__To do__:
Retyping the data exactly is the task. Include every line.

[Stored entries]
━━━
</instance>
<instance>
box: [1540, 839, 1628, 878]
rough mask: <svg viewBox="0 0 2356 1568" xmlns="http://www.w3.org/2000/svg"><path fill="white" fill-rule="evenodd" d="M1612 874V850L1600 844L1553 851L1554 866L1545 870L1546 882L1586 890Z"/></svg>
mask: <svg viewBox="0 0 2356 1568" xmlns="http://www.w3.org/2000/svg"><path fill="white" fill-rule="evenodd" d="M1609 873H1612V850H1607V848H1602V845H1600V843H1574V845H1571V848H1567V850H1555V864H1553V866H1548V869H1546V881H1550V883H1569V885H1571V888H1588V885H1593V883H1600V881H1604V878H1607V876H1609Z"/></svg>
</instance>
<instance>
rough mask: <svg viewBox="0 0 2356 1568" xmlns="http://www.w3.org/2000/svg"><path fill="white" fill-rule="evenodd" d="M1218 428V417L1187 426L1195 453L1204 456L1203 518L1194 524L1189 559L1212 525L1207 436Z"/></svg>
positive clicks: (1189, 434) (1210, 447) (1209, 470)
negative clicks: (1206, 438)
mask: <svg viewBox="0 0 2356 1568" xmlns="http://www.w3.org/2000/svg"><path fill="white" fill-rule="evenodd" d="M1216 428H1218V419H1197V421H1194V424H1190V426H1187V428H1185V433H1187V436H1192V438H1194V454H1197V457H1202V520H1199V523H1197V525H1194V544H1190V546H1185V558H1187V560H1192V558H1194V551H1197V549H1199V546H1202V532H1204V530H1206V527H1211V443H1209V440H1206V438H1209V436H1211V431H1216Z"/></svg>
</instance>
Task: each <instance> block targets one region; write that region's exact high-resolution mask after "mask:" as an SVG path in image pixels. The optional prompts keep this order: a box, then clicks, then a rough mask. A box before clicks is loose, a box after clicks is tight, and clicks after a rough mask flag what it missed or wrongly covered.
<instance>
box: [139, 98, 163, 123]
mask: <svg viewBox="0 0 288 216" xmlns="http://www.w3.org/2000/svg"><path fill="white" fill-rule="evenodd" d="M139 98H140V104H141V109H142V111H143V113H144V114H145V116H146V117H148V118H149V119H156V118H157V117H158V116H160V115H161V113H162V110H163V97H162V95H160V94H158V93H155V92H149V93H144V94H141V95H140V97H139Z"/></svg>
━━━
__Answer__:
</instance>
<instance>
box: [1540, 839, 1628, 878]
rough mask: <svg viewBox="0 0 2356 1568" xmlns="http://www.w3.org/2000/svg"><path fill="white" fill-rule="evenodd" d="M1612 874V850L1600 844L1553 851L1554 866L1545 870L1546 882L1586 890Z"/></svg>
mask: <svg viewBox="0 0 2356 1568" xmlns="http://www.w3.org/2000/svg"><path fill="white" fill-rule="evenodd" d="M1609 873H1612V850H1607V848H1602V845H1600V843H1574V845H1571V848H1567V850H1555V864H1553V866H1548V869H1546V881H1550V883H1569V885H1571V888H1588V885H1593V883H1600V881H1604V878H1607V876H1609Z"/></svg>
</instance>
<instance>
rough mask: <svg viewBox="0 0 2356 1568" xmlns="http://www.w3.org/2000/svg"><path fill="white" fill-rule="evenodd" d="M1218 428V417L1187 426L1195 453L1204 456L1203 518L1194 524L1189 559L1212 525L1207 436Z"/></svg>
positive clicks: (1189, 434) (1210, 447) (1209, 470)
negative clicks: (1206, 438)
mask: <svg viewBox="0 0 2356 1568" xmlns="http://www.w3.org/2000/svg"><path fill="white" fill-rule="evenodd" d="M1216 428H1218V419H1197V421H1194V424H1190V426H1187V428H1185V433H1187V436H1192V438H1194V454H1197V457H1202V520H1199V523H1197V525H1194V544H1190V546H1185V558H1187V560H1192V558H1194V551H1197V549H1199V546H1202V532H1204V530H1206V527H1211V443H1209V440H1206V438H1209V436H1211V431H1216Z"/></svg>
</instance>
Task: each <instance> block targets one region; write that region's exact high-resolution mask after "mask:" as an SVG path in image pixels. The optional prompts keep this order: a box, then clicks, then a rough mask. A box before clicks is loose, a box after clicks is tight, and clicks after a rough mask flag what it missed or wrongly covered.
<instance>
box: [139, 98, 163, 123]
mask: <svg viewBox="0 0 288 216" xmlns="http://www.w3.org/2000/svg"><path fill="white" fill-rule="evenodd" d="M139 98H140V104H141V109H142V111H143V113H144V114H145V116H146V117H148V118H149V119H156V118H157V117H158V116H160V115H161V113H162V110H163V97H162V95H160V94H158V93H155V92H149V93H144V94H141V95H140V97H139Z"/></svg>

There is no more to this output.